_Requirement_
Answer these questions about the page extract below on reinforcement learning and DPO:
1. In how many training steps does DPO shift a model from bad to good answers?
2. Which model was trained on data curated by gpt4, llama, falcon and mpt?
3. What sample is named as an example of a smaller benchmark dataset for measuring perplexity?

_Page extract_
Reinforcement learning adds a different tool allowing us to push the statistical distribution away from bad answers and towards good answers.

As “not just a side note”, Reinforcement Learning was very complicated - involving the training of an entirely separate helper model. This is no longer the case with Direct Preference Optimisation (DPO), which shifts the model from bad to good in just one training step. So, the message that reinforcement learning is only possibly by big companies is changing.

In DPO, you take a prompt and create (with a human or language model) two answers - a good and a bad one. Then, you run those prompt+answer pairs through your model. For the “good” answer, you take whatever probability the model predicted for generating that answer and increase that probability by an amount, say by a factor of beta relative to the raw model (then backpropagate through the model). For the “bad” answer, you take whatever probability the model predicted for generating that bad answer and decrease the probability.

The good+bad answer dataset is expensive to generate by humans, but is powerful in how it can shift the model towards using better parts of its statistical distribution. This is why chatGPT will occasionally show you pairs of answers and ask you to choose between the two (presumably, to use for training). Alternatively, you can also use a stronger language model to generate prompts to train a weaker model (e.g. Zephyr was trained by data curated by gpt4 and llama and falcon and mpt).

DPO or Reinforcement learning statistically drags the model away from the trash can and towards the house. In a sense, reinforcement learning or DPO allows models trainers to make up for the fact that their datasets have bad explanations and information.

It’s pulling the model away from bad answers and towards good ones. Of course, it would have been better if we didn’t have the bad quality answers in there in the first place!!!

*Lower perplexity is not (necessarily) better!*

Perplexity is a measure of how much a language model deviates in representing it’s training data (or some smaller benchmark dataset, sometimes wiki text - a sample from wikipedia).

_Information shown_
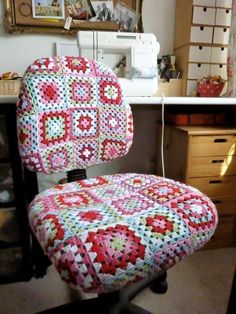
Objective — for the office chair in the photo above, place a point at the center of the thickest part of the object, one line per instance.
(108, 234)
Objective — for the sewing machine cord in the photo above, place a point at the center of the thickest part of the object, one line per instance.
(162, 134)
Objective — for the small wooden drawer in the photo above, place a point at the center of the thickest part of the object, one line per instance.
(223, 17)
(199, 54)
(212, 166)
(215, 187)
(221, 35)
(198, 70)
(208, 3)
(215, 145)
(224, 3)
(191, 87)
(225, 207)
(201, 34)
(219, 54)
(204, 15)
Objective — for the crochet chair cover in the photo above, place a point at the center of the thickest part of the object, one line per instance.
(71, 114)
(107, 232)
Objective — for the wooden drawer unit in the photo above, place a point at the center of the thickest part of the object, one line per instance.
(202, 30)
(205, 157)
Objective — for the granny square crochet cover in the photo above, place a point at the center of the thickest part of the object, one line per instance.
(108, 232)
(71, 114)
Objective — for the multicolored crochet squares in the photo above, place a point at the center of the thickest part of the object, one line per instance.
(71, 114)
(104, 233)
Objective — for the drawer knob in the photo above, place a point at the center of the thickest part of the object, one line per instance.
(215, 181)
(220, 140)
(217, 161)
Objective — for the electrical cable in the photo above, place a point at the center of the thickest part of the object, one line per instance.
(162, 133)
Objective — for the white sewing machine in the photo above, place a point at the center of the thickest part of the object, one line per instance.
(132, 56)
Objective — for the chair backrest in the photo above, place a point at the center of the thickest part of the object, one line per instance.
(71, 114)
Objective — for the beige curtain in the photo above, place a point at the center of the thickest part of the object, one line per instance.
(231, 62)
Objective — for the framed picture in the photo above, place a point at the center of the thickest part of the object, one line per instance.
(104, 10)
(48, 9)
(51, 16)
(126, 17)
(80, 9)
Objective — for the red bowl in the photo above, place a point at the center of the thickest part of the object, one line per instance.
(210, 90)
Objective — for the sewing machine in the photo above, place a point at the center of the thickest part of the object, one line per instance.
(132, 56)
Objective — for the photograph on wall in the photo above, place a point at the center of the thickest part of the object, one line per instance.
(126, 17)
(48, 9)
(104, 10)
(80, 9)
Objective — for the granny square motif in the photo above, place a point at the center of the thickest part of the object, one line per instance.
(71, 114)
(108, 232)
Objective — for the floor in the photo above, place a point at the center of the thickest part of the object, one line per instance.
(198, 285)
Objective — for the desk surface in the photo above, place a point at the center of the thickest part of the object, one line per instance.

_Reply_
1. One
2. Zephyr
3. Wiki text, a sample from Wikipedia